To do.
No pictures go in the copy; retype exactly the lines from the one with "query : str" through the last line of the records.

BEGIN Provided data

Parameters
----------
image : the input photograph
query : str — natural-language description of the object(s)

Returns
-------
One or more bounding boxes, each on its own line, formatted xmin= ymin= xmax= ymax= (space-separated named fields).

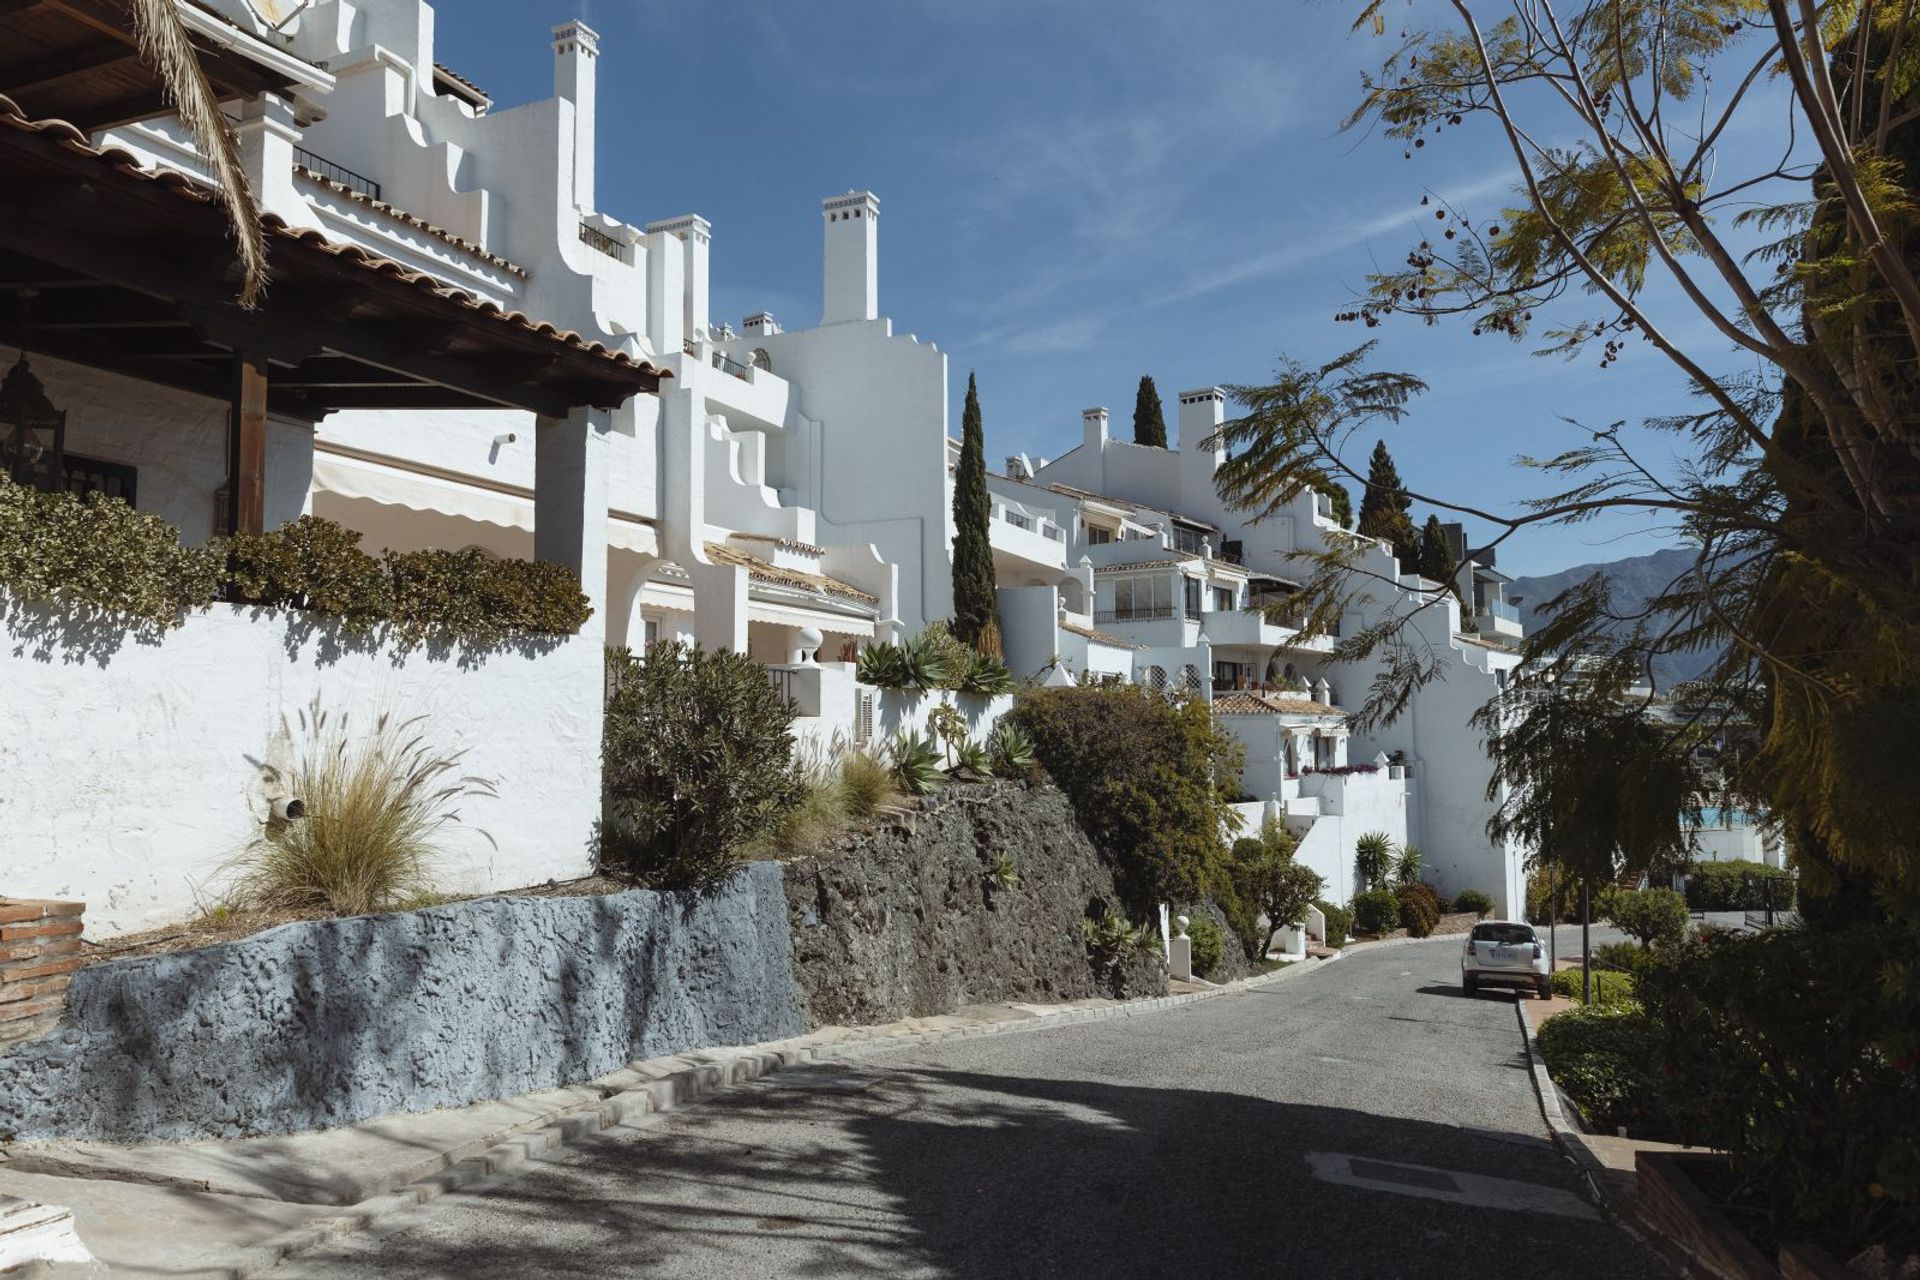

END Provided data

Answer space.
query : str — natural-language description of the object(s)

Returns
-------
One or more bounding boxes, each on its own line, formatted xmin= ymin= xmax= ymax= (space-separated named fields).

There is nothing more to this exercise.